PASSAGE SHOWN

I'm getting ready to avoid giving motorists tickets for talking on their cellphones this coming fall....
Now, since this is already a bike discussion: I bike south of Bloor. Largely, the drivers are fine. Some have a bit of a problem with starting their turn first and seeing me later, but they do stop and luckily so far nothing happened that a swerve didn't fix. Taxis like to get a bit close, and I get a bit close back at them with my ghetto unfinished handlebar edges; all part of the game I suppose. I tend to take the lane on narrower lanes because I care more about being seen and crushed against the curb than about the car behind me going 10 km/h faster, not to mention it all evens out at the next red light.
It grinds my gears to see cyclists go through reds, but I have to say I've done it a couple of times myself (after slowing down a lot and checking every way...). Hello, boring intersections along Church! Crossing anything except a snoozy neighbourhood street on red is asking for bad things to happen. I also don't like people riding up along the curb at a red light: you wouldn't be comfortable with the distance if the cars were moving, so why do it now? Will they magically disappear as soon as the light goes green? Most of all, I will never ride up along the right side of a car signaling a right turn. Not only do I have better things to do with my life, it also strikes me as a pretty jerk move.
I am in line with sentiments voiced in a couple of comments above - assume they are all death monsters out to kill you. Good habit for safety and you can only be pleasantly surprised.
Toronto ranks as an Alpha World City. One of the highest tiers.
for everybodys sake, can we please start acting like one.
http://www.lboro.ac.uk/gawc/world2008t.html
But as a cyclist, if I have to start paying regular fee's and insurance just to ride my relatively harmless vehicle, well then I'll just have to start fully exercising my given road rights. I really don't feel comfortable being squeezed into parked cars. Does the term TAKE THE LANE ring a bell? Let's see how happy auto drivers would be then.

INFORMATION SHOWN
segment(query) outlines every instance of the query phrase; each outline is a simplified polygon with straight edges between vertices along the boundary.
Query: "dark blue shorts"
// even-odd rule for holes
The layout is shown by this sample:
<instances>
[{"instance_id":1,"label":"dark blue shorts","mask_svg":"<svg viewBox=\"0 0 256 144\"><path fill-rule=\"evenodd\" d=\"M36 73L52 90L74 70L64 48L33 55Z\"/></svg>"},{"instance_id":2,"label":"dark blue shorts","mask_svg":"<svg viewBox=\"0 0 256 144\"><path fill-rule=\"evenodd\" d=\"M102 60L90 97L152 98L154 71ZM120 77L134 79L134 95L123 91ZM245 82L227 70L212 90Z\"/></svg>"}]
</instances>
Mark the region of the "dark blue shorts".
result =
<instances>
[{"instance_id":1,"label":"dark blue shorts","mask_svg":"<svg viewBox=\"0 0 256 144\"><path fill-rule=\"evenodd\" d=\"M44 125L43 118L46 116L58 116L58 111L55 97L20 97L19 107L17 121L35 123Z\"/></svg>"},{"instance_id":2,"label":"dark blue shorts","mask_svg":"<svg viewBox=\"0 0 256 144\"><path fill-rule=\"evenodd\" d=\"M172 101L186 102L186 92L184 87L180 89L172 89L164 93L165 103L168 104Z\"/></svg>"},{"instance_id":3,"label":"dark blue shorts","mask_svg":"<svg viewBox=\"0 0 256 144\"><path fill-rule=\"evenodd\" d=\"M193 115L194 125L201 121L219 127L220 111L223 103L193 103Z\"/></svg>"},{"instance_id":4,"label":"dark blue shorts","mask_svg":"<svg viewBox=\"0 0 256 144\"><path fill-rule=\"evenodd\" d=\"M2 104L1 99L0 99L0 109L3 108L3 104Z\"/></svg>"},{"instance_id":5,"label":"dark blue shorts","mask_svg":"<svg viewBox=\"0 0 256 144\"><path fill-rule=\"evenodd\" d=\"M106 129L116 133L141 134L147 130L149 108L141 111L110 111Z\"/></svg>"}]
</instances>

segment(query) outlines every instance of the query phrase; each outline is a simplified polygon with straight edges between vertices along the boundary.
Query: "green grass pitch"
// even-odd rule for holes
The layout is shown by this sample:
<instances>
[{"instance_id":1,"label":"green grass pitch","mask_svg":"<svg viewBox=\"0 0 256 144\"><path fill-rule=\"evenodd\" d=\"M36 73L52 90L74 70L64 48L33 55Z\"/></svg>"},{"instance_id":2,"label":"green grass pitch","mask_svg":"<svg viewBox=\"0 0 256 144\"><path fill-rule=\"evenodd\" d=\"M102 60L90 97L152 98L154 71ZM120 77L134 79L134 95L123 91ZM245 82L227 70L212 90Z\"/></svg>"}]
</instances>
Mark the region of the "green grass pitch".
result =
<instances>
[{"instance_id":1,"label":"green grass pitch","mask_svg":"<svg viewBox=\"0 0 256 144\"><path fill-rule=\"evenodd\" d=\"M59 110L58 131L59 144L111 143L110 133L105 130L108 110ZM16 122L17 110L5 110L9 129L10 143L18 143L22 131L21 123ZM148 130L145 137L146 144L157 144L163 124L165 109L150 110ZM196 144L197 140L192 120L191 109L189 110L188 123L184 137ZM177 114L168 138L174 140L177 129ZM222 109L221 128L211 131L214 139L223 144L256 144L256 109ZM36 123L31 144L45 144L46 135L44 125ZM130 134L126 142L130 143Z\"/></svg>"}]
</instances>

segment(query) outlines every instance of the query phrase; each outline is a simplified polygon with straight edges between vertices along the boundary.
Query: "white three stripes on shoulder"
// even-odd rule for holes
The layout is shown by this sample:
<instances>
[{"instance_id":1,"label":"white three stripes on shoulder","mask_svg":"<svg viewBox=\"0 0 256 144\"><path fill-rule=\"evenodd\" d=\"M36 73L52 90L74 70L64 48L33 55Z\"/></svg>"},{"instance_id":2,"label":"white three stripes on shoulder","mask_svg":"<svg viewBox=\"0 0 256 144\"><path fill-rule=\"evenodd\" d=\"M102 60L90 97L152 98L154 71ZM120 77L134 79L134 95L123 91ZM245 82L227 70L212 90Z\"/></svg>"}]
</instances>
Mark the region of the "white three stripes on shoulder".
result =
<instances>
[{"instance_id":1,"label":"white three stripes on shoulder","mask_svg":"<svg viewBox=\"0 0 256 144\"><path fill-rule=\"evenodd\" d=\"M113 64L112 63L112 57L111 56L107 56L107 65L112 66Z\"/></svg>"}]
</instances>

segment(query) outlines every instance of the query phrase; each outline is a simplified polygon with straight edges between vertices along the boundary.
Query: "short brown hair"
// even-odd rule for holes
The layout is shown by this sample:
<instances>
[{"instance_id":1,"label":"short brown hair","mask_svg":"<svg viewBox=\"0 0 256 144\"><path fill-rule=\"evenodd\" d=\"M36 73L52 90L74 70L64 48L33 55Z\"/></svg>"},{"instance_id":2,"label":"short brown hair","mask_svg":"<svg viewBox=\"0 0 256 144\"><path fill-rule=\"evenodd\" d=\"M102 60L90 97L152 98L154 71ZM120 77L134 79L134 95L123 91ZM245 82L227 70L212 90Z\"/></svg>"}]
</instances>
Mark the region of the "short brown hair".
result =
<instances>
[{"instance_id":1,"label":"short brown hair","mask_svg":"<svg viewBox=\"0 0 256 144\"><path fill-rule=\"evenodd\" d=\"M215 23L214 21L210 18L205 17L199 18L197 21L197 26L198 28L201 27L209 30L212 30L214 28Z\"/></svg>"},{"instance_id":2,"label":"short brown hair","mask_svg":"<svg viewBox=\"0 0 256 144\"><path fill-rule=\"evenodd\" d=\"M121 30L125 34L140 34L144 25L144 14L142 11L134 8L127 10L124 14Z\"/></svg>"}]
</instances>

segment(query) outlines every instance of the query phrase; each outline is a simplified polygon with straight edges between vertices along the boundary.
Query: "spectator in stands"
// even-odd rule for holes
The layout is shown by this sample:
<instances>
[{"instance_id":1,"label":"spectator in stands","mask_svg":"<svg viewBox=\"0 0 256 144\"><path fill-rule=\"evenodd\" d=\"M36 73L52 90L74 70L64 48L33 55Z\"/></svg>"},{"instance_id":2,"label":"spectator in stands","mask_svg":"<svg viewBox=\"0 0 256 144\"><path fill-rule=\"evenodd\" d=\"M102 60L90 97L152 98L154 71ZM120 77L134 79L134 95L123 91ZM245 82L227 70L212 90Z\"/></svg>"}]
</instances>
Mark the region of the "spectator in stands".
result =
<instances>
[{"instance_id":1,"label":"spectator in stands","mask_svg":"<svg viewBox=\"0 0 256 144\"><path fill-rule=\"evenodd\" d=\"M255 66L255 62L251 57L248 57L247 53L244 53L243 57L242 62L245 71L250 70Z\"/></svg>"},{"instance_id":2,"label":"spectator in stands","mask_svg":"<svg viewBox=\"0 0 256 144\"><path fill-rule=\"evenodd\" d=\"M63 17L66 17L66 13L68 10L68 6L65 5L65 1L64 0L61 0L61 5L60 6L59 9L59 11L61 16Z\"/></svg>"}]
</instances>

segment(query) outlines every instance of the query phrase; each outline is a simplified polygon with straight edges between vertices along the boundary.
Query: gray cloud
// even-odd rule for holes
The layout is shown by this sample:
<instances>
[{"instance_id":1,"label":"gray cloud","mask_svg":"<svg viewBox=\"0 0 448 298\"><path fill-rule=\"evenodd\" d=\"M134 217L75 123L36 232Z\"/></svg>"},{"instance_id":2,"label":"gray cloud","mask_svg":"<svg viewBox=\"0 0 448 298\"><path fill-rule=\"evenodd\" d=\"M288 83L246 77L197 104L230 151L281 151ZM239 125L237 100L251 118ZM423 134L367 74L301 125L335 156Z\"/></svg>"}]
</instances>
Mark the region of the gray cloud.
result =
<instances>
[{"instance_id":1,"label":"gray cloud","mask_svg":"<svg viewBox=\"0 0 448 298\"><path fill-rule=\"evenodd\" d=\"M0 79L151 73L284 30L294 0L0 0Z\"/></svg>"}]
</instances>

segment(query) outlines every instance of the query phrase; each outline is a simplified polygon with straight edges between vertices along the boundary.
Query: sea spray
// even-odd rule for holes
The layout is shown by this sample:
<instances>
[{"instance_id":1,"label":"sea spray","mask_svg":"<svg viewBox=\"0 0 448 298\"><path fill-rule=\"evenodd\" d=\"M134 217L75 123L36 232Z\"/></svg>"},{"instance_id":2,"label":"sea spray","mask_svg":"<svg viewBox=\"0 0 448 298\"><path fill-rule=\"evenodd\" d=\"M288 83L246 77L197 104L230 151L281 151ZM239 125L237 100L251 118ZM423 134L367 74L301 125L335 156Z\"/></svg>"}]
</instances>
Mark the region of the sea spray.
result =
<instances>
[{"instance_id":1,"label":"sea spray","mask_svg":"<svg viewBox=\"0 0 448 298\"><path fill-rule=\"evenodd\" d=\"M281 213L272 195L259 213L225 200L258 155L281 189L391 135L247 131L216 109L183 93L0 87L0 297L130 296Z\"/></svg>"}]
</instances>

DIRECTIVE A
In the cycling post, reproduce the part that opens with the words containing "It grinds my" and closes with "be pleasantly surprised.", renaming "death monsters" to "hazards".
DIRECTIVE B
Answer these questions from the cycling post:
(i) In what part of the city does the writer bike?
(ii) How does the post rank Toronto?
(iii) Along which street does the writer place the boring intersections?
DIRECTIVE C
For each statement, state whether it agrees with the cycling post, and quote the deciding words:
(i) The writer has never gone through a red light.
(ii) Taxis tend to get a bit close to the writer.
(iii) The writer will ride up along the right side of a car signaling a right turn.
Base your work solely on the cycling post.

WRITTEN REPLY A
It grinds my gears to see cyclists go through reds, but I have to say I've done it a couple of times myself (after slowing down a lot and checking every way...). Hello, boring intersections along Church! Crossing anything except a snoozy neighbourhood street on red is asking for bad things to happen. I also don't like people riding up along the curb at a red light: you wouldn't be comfortable with the distance if the cars were moving, so why do it now? Will they magically disappear as soon as the light goes green? Most of all, I will never ride up along the right side of a car signaling a right turn. Not only do I have better things to do with my life, it also strikes me as a pretty jerk move.
I am in line with sentiments voiced in a couple of comments above - assume they are all hazards out to kill you. Good habit for safety and you can only be pleasantly surprised.

WRITTEN REPLY B
(i) South of Bloor.
(ii) As an Alpha World City, one of the highest tiers.
(iii) Church.

WRITTEN REPLY C
(i) No: "I've done it a couple of times myself"
(ii) Yes: "Taxis like to get a bit close"
(iii) No: "I will never ride up along the right side of a car signaling a right turn"